▸ **Your objective**:
List every line in the items below that contains the string "water", matching case exactly.

▸ **Provided records**:
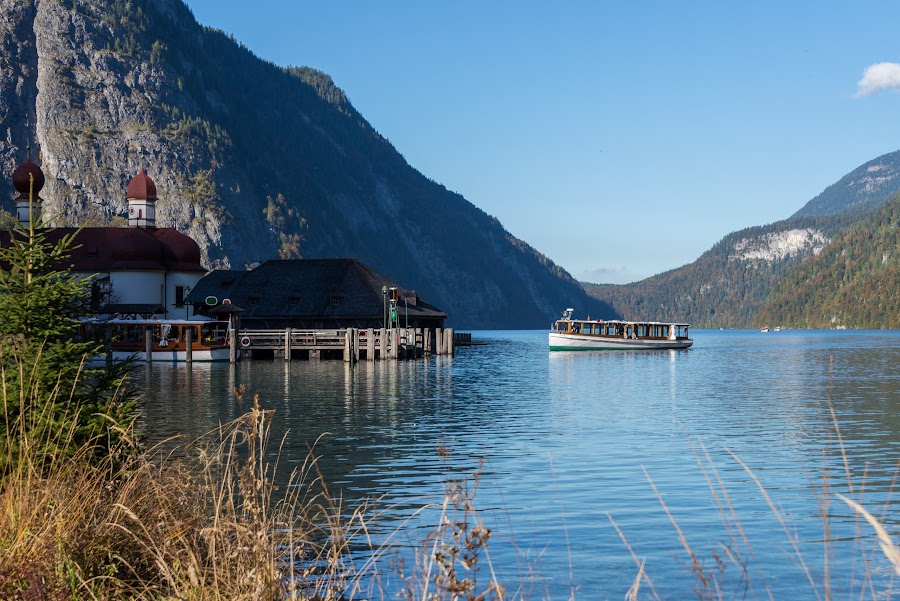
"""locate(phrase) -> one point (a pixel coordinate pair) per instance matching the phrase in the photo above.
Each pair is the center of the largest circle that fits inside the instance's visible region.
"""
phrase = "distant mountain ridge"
(744, 278)
(867, 187)
(252, 160)
(854, 282)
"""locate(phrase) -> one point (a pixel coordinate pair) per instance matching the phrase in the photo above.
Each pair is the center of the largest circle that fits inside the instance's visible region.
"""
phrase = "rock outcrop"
(252, 160)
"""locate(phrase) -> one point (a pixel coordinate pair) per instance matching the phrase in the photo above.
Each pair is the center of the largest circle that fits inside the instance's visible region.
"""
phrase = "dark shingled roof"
(299, 292)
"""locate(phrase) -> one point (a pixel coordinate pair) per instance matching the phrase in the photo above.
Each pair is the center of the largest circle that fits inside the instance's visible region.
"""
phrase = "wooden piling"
(348, 345)
(370, 344)
(189, 340)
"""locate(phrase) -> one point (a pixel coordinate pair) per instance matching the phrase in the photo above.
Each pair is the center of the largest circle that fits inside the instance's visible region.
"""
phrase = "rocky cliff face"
(251, 160)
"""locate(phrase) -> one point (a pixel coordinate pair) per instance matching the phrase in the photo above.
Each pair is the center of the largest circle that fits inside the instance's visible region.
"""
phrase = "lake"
(735, 438)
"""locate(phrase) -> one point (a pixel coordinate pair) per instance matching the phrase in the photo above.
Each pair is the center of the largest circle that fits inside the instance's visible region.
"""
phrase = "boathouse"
(312, 294)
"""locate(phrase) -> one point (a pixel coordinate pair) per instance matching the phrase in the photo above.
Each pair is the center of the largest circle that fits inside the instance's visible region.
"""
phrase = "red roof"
(141, 187)
(120, 249)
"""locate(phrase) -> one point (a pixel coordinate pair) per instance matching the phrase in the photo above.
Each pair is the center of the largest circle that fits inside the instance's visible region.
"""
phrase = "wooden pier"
(349, 344)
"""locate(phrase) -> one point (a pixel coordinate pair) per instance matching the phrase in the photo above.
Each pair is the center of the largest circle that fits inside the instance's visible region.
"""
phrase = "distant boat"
(569, 334)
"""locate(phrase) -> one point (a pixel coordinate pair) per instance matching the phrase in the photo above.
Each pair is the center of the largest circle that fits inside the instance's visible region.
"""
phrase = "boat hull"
(578, 342)
(174, 355)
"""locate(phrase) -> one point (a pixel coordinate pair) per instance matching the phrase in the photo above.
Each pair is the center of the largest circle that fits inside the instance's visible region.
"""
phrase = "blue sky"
(652, 129)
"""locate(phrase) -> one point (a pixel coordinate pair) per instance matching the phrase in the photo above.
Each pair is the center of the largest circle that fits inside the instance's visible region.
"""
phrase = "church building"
(139, 271)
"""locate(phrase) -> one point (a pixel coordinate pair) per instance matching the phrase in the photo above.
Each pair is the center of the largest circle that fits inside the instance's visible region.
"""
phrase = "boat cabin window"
(214, 333)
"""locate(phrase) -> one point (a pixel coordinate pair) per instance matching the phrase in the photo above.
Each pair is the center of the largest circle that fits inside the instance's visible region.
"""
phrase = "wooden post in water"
(107, 344)
(370, 344)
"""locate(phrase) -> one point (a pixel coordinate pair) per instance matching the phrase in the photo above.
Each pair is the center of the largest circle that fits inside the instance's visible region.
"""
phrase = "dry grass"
(210, 526)
(732, 569)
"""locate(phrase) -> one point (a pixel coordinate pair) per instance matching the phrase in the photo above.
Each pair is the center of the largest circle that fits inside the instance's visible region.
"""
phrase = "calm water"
(573, 440)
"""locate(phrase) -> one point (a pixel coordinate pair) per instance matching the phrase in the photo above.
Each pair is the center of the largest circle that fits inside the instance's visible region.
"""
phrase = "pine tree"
(53, 401)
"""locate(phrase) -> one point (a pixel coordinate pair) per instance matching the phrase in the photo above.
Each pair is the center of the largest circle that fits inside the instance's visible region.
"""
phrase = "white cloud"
(878, 77)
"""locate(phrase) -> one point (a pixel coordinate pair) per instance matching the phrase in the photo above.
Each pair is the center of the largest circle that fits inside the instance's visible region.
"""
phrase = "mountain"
(252, 160)
(854, 282)
(867, 187)
(730, 284)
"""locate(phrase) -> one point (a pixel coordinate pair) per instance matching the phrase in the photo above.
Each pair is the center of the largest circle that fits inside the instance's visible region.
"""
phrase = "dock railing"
(352, 344)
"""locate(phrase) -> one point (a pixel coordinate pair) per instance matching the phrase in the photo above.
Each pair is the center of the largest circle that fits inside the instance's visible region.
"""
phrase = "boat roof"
(156, 322)
(630, 322)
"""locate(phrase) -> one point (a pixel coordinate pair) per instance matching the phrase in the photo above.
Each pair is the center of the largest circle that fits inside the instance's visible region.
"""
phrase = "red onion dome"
(141, 187)
(22, 181)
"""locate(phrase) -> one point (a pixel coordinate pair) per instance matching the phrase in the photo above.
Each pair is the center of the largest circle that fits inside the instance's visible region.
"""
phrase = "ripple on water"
(570, 440)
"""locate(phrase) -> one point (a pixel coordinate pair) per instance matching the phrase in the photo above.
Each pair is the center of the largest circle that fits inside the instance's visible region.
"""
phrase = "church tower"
(141, 196)
(28, 180)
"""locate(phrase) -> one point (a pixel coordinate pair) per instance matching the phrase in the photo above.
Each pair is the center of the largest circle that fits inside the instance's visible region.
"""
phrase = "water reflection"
(567, 438)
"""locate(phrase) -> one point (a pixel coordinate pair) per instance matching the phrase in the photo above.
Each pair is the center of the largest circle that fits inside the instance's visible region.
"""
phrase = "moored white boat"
(569, 334)
(165, 340)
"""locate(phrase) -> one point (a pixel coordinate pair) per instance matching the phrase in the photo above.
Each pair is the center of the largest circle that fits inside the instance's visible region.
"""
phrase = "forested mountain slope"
(854, 282)
(866, 188)
(252, 160)
(730, 284)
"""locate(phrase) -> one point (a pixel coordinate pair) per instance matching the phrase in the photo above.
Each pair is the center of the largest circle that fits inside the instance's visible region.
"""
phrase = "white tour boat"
(165, 339)
(569, 334)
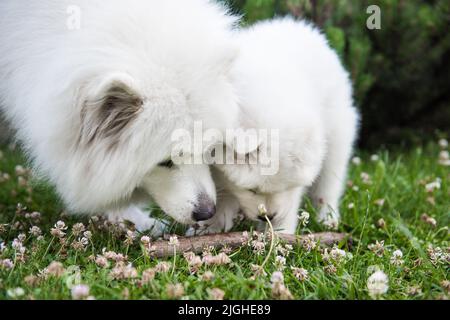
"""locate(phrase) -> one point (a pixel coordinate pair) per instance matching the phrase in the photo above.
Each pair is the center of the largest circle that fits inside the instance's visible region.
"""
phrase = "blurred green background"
(401, 73)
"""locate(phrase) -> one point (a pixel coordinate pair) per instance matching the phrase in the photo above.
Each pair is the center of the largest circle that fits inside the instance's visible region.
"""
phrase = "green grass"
(398, 178)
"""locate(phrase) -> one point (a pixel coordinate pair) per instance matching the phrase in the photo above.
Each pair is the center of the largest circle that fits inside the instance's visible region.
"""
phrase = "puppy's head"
(270, 172)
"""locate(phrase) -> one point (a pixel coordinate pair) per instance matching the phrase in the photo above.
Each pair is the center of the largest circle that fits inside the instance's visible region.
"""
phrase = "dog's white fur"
(288, 78)
(158, 65)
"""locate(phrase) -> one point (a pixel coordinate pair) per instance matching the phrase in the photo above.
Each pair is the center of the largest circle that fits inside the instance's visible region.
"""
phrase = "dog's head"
(124, 144)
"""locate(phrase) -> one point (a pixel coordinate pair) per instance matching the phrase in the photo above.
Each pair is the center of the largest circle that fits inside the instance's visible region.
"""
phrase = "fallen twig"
(235, 240)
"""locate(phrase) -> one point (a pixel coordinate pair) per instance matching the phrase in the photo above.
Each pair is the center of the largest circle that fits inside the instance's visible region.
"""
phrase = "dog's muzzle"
(205, 208)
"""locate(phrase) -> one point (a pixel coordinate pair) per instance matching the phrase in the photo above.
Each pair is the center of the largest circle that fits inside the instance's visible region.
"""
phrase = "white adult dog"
(288, 79)
(95, 89)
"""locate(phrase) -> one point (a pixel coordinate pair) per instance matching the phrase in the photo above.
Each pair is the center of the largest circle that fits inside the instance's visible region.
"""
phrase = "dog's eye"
(167, 164)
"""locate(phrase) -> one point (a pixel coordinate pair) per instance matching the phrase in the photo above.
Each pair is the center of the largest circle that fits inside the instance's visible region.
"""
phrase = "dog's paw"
(201, 230)
(141, 220)
(329, 219)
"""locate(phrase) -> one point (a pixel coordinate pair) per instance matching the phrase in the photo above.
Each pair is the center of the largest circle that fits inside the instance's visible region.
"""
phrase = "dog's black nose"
(204, 209)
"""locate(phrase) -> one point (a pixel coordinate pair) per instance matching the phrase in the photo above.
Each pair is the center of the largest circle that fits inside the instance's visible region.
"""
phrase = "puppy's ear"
(227, 58)
(110, 106)
(244, 142)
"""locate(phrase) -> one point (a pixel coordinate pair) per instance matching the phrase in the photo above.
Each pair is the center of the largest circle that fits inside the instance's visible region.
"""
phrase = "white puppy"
(95, 89)
(288, 79)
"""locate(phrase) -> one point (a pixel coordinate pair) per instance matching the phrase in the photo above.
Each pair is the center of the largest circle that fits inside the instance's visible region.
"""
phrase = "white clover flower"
(262, 209)
(365, 177)
(78, 228)
(280, 262)
(6, 264)
(101, 261)
(435, 185)
(216, 294)
(80, 291)
(35, 231)
(396, 258)
(173, 241)
(377, 248)
(277, 277)
(304, 218)
(356, 161)
(61, 225)
(145, 240)
(377, 284)
(87, 234)
(444, 158)
(300, 273)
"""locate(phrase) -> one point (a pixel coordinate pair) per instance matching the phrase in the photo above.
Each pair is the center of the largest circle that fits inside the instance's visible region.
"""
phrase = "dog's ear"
(244, 144)
(225, 61)
(110, 106)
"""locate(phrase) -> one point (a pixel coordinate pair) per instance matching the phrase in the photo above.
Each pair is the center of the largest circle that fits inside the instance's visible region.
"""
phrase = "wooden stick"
(235, 240)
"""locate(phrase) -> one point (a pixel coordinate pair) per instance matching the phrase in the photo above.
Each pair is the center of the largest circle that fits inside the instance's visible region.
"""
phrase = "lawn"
(396, 210)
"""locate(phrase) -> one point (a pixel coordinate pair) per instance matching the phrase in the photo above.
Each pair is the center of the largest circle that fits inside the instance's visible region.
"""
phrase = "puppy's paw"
(141, 220)
(202, 229)
(329, 218)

▸ **Result of the task**:
phrase = "wooden post in water"
phrase = "calm water"
phrase = "ripple on water"
phrase = "water reflection"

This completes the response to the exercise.